Stored data entries:
________
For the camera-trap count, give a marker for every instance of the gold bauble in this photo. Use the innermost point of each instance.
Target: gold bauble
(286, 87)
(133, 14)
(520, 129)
________
**Exercise objective:** Render every line of the records above as a Markdown table with the columns "Row" and "Line," numbering each row and leaving out blank lines.

**Expected answer:**
| Row | Line |
|---|---|
| 1 | For the camera-trap count, give a marker for every instance of the gold bauble in this photo. Use the innermost point of each instance. |
| 2 | Target: gold bauble |
| 3 | (286, 87) |
| 4 | (133, 14) |
| 5 | (520, 129) |